— Begin Data for the task —

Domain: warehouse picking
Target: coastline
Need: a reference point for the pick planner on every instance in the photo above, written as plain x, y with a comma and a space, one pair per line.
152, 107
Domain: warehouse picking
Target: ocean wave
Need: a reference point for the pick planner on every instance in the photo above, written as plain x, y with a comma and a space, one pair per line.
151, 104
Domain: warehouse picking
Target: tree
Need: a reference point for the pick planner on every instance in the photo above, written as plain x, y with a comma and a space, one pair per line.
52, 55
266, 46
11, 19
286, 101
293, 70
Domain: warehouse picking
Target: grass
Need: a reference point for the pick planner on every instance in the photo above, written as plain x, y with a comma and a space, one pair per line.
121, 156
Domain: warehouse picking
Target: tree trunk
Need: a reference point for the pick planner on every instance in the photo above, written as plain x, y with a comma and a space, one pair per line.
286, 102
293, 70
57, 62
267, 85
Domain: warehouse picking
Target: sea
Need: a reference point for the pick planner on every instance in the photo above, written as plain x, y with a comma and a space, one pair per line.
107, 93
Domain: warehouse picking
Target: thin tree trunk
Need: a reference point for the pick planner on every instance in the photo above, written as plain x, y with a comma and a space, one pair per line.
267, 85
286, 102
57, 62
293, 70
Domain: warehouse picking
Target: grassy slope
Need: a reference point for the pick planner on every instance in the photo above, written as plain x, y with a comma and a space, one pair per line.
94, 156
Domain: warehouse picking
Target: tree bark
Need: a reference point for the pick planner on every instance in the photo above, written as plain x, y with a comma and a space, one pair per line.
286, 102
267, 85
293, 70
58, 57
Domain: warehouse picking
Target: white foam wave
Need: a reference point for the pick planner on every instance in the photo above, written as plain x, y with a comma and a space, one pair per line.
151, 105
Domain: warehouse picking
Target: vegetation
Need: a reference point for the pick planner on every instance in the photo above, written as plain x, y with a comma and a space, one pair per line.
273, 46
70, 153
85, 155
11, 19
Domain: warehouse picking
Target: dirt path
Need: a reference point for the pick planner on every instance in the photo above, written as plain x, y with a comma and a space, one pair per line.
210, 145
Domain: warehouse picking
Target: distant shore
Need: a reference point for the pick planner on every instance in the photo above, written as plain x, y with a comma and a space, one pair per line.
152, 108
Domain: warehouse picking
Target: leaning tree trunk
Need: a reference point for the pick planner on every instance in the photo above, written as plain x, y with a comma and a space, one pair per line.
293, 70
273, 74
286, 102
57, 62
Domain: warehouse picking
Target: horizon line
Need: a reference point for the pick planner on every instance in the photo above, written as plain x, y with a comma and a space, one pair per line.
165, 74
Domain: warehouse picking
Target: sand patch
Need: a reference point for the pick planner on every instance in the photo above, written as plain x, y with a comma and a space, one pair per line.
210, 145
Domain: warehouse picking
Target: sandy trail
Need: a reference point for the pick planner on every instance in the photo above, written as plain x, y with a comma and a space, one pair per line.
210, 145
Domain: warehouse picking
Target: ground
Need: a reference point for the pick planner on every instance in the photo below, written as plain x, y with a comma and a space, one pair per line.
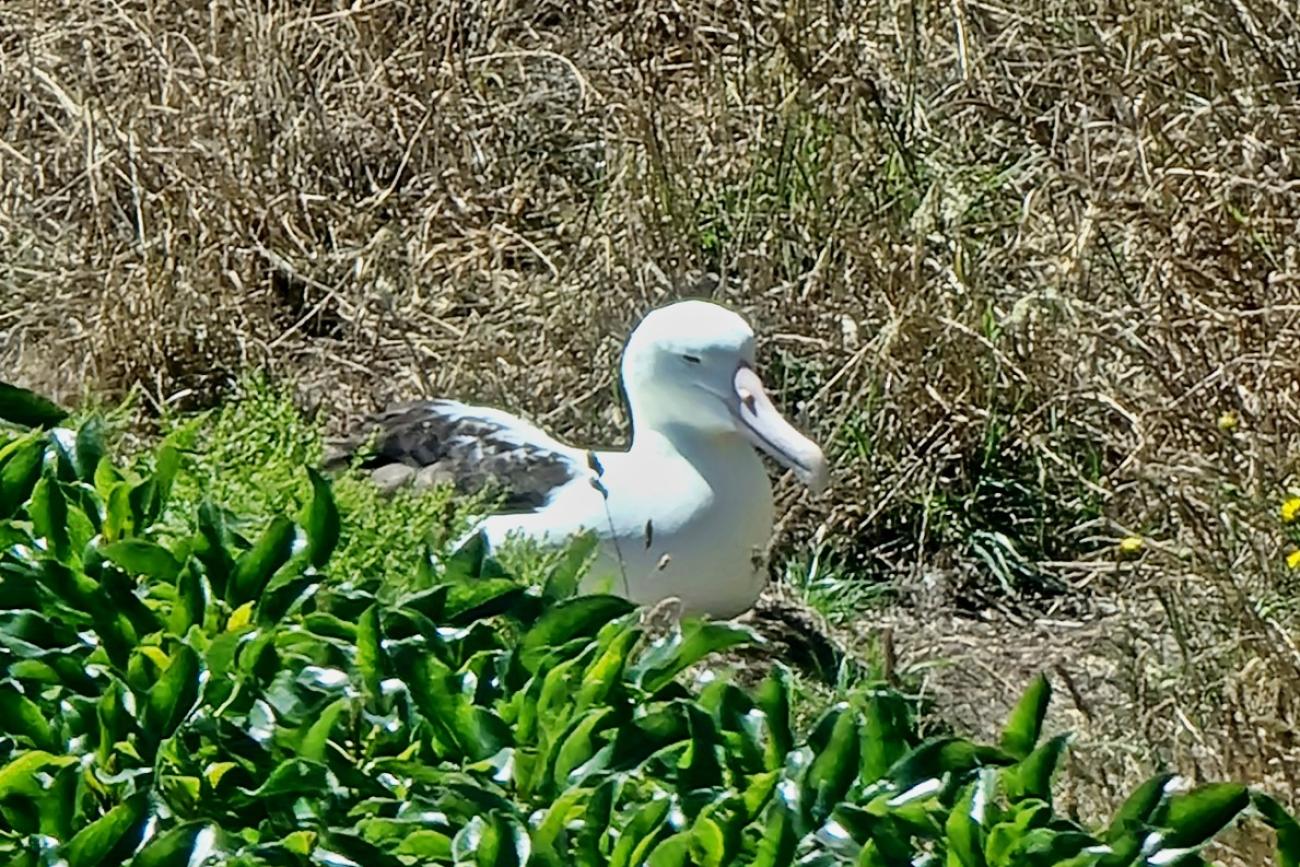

— End Data for the task —

Please pick out and copy every line in the records above that contains the string "trunk". Case matters.

Target: tree trunk
Target: thin tree trunk
Target: leaning tree trunk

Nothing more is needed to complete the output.